*VOTRE OBJECTIF:* Poursuivez le texte sur l'industrie européenne de l'armement et la défense antimissile, en reprenant juste après sa dernière phrase.

*PASSAGE FOURNI:*
————
47. Afin de mieux comprendre l’état actuel des capacités techniques et industrielles européennes en matière de défense antimissile, il est important de rappeler que l’Europe industrielle de l’armement a connu de profonds bouleversements durant la dernière décennie. Depuis le début des années 1990, l’industrie américaine de défense s’est restructurée en profondeur, aboutissant à la création de cinq grandes sociétés qui bénéficient d’un effet de taille et de synergies significatives et donc d’une capacité concurrentielle renforcée sur leur marché domestique aussi bien qu’à l’export. Dans le même temps, les budgets de défense des pays occidentaux, et européens notamment, ont été réduits de façon continue dans le contexte géopolitique de la fin de la guerre froide. En 1992, à l’occasion du sommet de Maastricht, est né le concept de politique étrangère et de sécurité commune qui devait constituer l’un des trois piliers de la construction européenne. La mise en oeuvre de cette politique nécessite la définition par les Etats européens d’objectifs politiques et opérationnels communs et la mise en place par l’industrie d’une offre commerciale compétitive répondant à ces objectifs. L’évolution de l’Europe industrielle de l’armement, notamment en matière de défense antimissile, est donc à la fois une conséquence et un préalable à l’évolution de l’Europe de la défense et ses perspectives de développement lui sont liées dans une large mesure.
————
*DONNÉES EXTRAITES:*
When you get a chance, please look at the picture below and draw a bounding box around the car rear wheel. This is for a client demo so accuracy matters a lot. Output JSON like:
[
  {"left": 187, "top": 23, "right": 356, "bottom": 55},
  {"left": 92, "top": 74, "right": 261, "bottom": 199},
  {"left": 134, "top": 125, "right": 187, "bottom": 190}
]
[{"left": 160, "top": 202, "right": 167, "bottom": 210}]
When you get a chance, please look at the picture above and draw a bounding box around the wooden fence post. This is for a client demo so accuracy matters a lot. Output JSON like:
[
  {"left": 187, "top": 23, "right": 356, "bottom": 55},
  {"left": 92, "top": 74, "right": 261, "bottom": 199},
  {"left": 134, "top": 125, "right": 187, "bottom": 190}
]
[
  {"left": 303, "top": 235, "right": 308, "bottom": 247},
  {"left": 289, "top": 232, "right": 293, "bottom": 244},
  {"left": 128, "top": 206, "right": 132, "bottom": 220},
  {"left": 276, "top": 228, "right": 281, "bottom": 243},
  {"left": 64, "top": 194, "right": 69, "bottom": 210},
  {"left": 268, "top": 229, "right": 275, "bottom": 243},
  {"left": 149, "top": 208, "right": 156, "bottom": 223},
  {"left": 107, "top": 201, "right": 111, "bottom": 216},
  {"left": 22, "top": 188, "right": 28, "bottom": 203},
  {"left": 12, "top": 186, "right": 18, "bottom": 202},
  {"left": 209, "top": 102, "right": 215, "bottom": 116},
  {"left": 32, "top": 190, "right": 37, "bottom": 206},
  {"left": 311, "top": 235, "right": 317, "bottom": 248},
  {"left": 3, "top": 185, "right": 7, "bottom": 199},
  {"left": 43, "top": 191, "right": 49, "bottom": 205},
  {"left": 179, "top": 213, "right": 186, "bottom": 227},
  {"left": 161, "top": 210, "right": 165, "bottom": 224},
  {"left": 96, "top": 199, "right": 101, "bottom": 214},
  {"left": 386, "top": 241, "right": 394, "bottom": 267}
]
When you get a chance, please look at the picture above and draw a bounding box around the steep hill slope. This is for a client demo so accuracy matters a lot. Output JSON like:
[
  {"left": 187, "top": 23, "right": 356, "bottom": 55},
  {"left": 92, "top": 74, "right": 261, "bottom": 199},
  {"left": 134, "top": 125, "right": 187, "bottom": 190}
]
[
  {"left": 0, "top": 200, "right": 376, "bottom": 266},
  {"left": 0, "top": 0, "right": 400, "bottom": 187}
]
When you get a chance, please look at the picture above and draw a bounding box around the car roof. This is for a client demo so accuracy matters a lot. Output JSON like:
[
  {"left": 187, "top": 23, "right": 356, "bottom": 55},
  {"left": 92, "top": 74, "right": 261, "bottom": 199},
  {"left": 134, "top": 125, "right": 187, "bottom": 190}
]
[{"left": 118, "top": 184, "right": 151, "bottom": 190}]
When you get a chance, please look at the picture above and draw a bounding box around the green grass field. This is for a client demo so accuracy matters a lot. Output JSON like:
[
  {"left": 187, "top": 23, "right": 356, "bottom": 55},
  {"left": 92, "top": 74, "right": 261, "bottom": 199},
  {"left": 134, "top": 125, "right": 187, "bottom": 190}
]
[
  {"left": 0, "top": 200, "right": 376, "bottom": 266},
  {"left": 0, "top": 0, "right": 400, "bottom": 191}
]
————
*RÉPONSE À L'EXERCICE:*
48. La baisse généralisée des budgets de défense amorcée à la fin des années 1980, non compensée par des ventes à l’exportation, a en effet poussé les industriels à se rapprocher. Ceci s’est matérialisé notamment par la création de Matra BAe Dynamics (MBD) en 1996 (fusion des activités missiles du Français Matra Défense et du Britannique BAe Dynamics). Le 9 décembre 1997, une déclaration conjointe des Etats français, allemand et britannique a ensuite appelé les industriels du secteur aéronautique, spatial et de défense à se réorganiser, dans le but d’aboutir à une intégration européenne fondée sur un partenariat équilibré. Le jour même, l’Espagne, l’Italie et la Suède ont déclaré publiquement leur soutien à cette initiative, qui s’est concrétisée sept mois plus tard par la signature par ces six pays de la LdI (Lettre d’intention) destinée à faciliter les restructurations de l’industrie européenne de défense. En juillet 1998, Aerospatiale et Matra ont alors annoncé leur projet de privatisation-fusion et fin 1999, Aerospatiale Matra, DaimlerChrysler Aerospace (DASA) et CASA (Espagne) ont lancé EADS16 (European Aeronautic, Defence and Space company), officiellement créée en juillet 2000. De leur côté, en Grande-Bretagne, British Aerospace et GEC Marconi ont créé BAe Systems début 1999. Le 20 octobre 1999, Matra BAe Dynamics (détenue conjointement par BAe Systems et EADS), Aerospatiale Matra Missiles (appartenant à EADS), Alenia Marconi Systems (détenue conjointement par l’Italien Finmeccanica et le Britannique BAe Systems) et l’Allemand LFK se sont regroupés pour créer MBDA, une compagnie européenne spécialisée dans les missiles et systèmes de missiles.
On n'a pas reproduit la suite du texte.